[DOCUMENT SECTION]
Therapy Animals and How They Can Help You
Service and therapy dogs are changing the way people who often were limited in their ability to move about and function comfortably in this world live. The Americans with Disabilities Act of 1990 opened up access to people who were already using service dogs to assist them in their daily lives as well as to those who were not yet being aided by an animal assistant.
Everyone who has been even partially aware is familiar with Seeing Eye dogs and Guide Dogs. It is amazing to watch these dogs working, making sure their partners are safe, stopping where they need to stop, waiting for traffic signals, steering around hazards and seeing to their master's overall safety and well being.
Dogs and other animals -- even chimpanzees and miniature horses -- are being called to help human partners with disabling impairments to be able to move about freely and function in the world. The majority of service animals are still dogs, most notably German Shepherds, Labrador and Golden Retrievers, but other breeds and species are beginning to make their mark in careers as service providers.

[Source records]
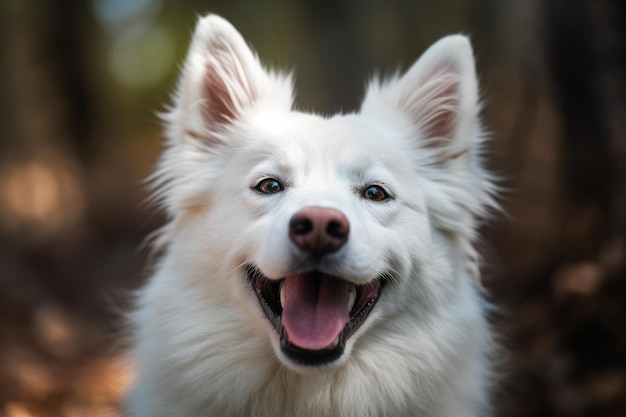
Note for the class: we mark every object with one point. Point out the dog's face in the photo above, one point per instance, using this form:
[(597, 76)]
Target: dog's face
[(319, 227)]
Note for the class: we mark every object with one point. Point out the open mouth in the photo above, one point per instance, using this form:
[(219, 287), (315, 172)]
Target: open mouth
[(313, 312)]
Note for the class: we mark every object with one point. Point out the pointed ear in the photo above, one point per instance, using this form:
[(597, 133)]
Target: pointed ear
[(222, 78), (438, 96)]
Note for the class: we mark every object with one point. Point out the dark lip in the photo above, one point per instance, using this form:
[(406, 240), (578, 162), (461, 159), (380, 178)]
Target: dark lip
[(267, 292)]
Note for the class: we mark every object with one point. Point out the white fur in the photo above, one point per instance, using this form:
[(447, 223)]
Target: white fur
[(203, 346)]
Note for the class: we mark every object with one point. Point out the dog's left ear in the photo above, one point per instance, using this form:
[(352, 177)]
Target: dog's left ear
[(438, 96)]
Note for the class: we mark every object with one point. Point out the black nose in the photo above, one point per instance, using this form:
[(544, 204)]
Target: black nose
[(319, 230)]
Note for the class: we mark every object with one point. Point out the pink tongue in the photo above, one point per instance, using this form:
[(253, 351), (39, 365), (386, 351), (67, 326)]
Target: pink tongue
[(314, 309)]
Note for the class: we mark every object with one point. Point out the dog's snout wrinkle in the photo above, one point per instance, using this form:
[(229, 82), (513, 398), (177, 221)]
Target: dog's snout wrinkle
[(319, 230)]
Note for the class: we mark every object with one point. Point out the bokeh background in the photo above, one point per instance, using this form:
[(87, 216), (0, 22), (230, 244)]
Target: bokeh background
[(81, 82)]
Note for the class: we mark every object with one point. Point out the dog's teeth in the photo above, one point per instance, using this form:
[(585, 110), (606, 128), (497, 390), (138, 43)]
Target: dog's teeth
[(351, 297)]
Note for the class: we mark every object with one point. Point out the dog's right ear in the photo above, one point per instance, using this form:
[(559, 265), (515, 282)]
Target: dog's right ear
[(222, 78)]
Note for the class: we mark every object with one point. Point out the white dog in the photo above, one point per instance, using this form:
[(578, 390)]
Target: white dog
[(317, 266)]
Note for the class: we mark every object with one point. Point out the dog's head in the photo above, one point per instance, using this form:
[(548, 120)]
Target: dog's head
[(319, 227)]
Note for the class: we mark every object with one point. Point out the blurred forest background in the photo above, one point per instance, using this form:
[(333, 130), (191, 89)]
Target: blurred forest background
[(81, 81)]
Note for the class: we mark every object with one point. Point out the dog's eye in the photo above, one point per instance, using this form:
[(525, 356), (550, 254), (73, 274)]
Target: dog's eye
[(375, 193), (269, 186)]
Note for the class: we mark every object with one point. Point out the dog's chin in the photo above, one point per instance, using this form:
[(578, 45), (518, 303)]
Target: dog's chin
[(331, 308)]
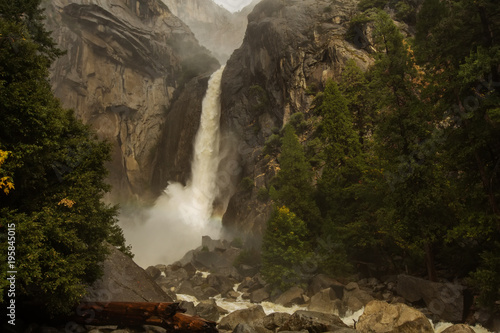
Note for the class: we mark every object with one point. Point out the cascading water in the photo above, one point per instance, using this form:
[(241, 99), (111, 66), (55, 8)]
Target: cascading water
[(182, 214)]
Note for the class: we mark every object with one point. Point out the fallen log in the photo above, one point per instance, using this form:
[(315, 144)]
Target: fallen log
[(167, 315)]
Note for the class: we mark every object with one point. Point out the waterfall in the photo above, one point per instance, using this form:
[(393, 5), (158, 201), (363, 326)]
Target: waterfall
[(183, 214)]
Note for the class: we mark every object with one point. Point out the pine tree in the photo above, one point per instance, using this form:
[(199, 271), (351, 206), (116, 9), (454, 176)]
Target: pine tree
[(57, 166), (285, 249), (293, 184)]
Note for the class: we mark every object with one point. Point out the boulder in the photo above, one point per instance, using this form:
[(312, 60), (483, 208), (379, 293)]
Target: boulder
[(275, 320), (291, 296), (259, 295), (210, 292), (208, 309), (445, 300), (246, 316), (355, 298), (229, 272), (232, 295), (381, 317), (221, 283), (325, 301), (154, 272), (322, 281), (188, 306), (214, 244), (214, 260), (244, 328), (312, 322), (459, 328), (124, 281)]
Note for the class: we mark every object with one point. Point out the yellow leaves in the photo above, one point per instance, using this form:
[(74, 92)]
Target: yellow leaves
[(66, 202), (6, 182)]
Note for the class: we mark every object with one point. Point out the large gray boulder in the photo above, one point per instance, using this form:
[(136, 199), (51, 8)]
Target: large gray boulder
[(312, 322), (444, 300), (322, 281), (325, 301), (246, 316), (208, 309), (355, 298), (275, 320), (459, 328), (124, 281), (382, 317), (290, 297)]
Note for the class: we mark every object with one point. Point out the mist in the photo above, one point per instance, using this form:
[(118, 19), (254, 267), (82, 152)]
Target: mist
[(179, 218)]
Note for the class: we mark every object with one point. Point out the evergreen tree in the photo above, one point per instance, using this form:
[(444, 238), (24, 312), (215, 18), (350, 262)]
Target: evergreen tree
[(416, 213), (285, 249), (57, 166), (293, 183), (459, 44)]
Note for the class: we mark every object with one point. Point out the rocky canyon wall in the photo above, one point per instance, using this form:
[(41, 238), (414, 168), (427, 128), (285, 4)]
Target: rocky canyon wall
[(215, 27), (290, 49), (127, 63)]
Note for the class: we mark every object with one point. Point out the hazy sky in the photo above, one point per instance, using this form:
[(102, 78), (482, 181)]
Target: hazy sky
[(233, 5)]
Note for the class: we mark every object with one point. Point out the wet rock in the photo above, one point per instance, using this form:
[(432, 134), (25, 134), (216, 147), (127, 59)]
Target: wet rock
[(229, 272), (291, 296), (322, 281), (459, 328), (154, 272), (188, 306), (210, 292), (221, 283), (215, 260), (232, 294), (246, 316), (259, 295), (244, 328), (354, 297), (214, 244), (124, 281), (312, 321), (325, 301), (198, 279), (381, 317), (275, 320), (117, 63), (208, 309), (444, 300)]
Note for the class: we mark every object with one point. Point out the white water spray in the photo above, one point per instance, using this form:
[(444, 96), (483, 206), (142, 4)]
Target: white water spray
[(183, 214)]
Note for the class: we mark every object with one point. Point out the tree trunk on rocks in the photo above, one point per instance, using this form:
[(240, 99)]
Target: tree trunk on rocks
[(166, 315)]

==

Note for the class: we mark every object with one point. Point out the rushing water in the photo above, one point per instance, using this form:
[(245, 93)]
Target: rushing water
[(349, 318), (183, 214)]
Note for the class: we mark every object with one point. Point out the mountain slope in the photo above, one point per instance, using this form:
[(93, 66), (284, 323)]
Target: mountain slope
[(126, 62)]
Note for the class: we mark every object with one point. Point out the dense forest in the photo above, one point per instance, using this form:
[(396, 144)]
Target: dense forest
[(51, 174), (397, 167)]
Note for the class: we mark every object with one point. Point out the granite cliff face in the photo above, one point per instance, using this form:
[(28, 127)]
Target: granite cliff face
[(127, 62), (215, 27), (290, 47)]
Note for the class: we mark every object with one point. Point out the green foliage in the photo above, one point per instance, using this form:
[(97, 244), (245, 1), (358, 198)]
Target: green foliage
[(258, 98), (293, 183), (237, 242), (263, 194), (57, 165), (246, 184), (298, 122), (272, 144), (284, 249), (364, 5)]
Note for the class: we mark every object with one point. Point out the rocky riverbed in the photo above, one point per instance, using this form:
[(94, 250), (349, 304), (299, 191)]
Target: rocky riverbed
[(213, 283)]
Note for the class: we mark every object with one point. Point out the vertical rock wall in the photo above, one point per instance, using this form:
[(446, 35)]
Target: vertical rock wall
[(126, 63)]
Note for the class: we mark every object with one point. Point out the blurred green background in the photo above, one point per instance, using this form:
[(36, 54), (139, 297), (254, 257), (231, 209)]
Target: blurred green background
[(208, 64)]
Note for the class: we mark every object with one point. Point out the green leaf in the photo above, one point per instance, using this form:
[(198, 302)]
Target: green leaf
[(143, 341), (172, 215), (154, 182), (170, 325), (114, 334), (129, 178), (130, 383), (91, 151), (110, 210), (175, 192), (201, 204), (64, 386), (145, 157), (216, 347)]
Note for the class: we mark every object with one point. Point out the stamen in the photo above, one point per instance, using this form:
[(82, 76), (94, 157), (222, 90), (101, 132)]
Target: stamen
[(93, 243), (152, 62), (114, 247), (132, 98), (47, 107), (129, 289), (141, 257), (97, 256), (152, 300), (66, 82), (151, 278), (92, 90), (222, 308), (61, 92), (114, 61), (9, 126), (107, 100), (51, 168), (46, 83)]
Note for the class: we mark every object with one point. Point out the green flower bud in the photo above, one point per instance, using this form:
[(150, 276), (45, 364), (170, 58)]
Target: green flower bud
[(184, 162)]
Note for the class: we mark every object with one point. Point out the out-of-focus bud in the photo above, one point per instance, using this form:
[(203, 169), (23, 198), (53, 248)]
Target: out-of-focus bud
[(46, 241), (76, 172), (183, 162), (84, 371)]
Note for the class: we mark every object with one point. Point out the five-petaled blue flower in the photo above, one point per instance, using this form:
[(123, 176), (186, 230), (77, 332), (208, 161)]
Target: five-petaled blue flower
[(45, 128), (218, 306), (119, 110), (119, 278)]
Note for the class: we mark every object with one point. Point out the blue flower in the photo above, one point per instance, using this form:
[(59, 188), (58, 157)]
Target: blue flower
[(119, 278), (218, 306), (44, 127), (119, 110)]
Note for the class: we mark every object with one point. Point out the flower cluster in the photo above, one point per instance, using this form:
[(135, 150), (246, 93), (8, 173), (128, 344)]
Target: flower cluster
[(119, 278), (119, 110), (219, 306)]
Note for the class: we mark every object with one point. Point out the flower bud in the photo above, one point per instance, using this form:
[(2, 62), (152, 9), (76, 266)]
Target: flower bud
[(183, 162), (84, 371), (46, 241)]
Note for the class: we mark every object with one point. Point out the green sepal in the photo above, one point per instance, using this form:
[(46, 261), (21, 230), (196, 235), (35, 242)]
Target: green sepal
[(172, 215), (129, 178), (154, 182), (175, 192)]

[CHECK YOUR UNDERSTANDING]
a) Update the therapy animals text from "Dogs and other" to "as service providers.", inclusive, changing "miniature horses" to "ponies".
b) Please decide whether each statement agrees with the therapy animals text, answering yes or no and quoting the deciding words: (i) The Americans with Disabilities Act dates from 1990. (ii) Most service animals are now chimpanzees. (iii) Guide dogs wait for traffic signals.
c) In the therapy animals text, which dog breeds are named as the most notable service animals?

[RESPONSES PER TASK]
a)
Dogs and other animals -- even chimpanzees and ponies -- are being called to help human partners with disabling impairments to be able to move about freely and function in the world. The majority of service animals are still dogs, most notably German Shepherds, Labrador and Golden Retrievers, but other breeds and species are beginning to make their mark in careers as service providers.

b)
(i) Yes: "The Americans with Disabilities Act of 1990"
(ii) No: "The majority of service animals are still dogs"
(iii) Yes: "waiting for traffic signals"

c) German Shepherds, Labrador Retrievers and Golden Retrievers.